# What is being asked:
Return each line of the listing below that contains the word "woven". Case counts.

## Start Task input

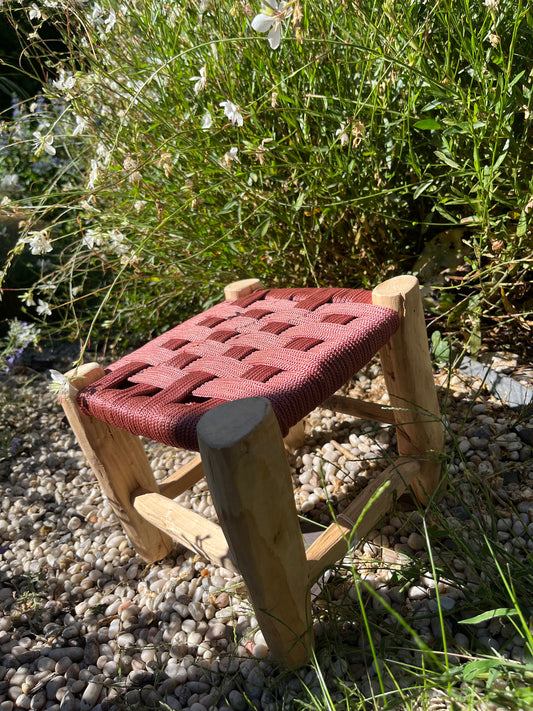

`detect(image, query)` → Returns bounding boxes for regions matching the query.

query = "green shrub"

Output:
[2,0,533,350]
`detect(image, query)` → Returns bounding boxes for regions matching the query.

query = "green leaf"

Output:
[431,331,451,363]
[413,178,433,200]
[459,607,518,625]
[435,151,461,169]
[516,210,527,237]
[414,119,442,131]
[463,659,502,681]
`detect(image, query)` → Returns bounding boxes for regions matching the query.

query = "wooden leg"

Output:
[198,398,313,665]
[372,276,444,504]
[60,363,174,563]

## End Task input
## Start Task input

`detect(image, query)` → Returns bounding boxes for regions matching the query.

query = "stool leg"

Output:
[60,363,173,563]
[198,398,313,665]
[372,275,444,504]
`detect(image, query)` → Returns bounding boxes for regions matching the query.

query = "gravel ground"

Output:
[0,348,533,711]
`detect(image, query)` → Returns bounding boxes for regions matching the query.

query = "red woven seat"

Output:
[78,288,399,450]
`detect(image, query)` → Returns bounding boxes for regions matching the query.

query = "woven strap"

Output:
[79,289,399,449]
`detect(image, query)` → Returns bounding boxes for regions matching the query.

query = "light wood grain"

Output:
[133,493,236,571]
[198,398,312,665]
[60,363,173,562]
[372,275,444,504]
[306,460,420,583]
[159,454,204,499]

## End Task input

# Completed task:
query = "red woven seat"
query = "woven strap"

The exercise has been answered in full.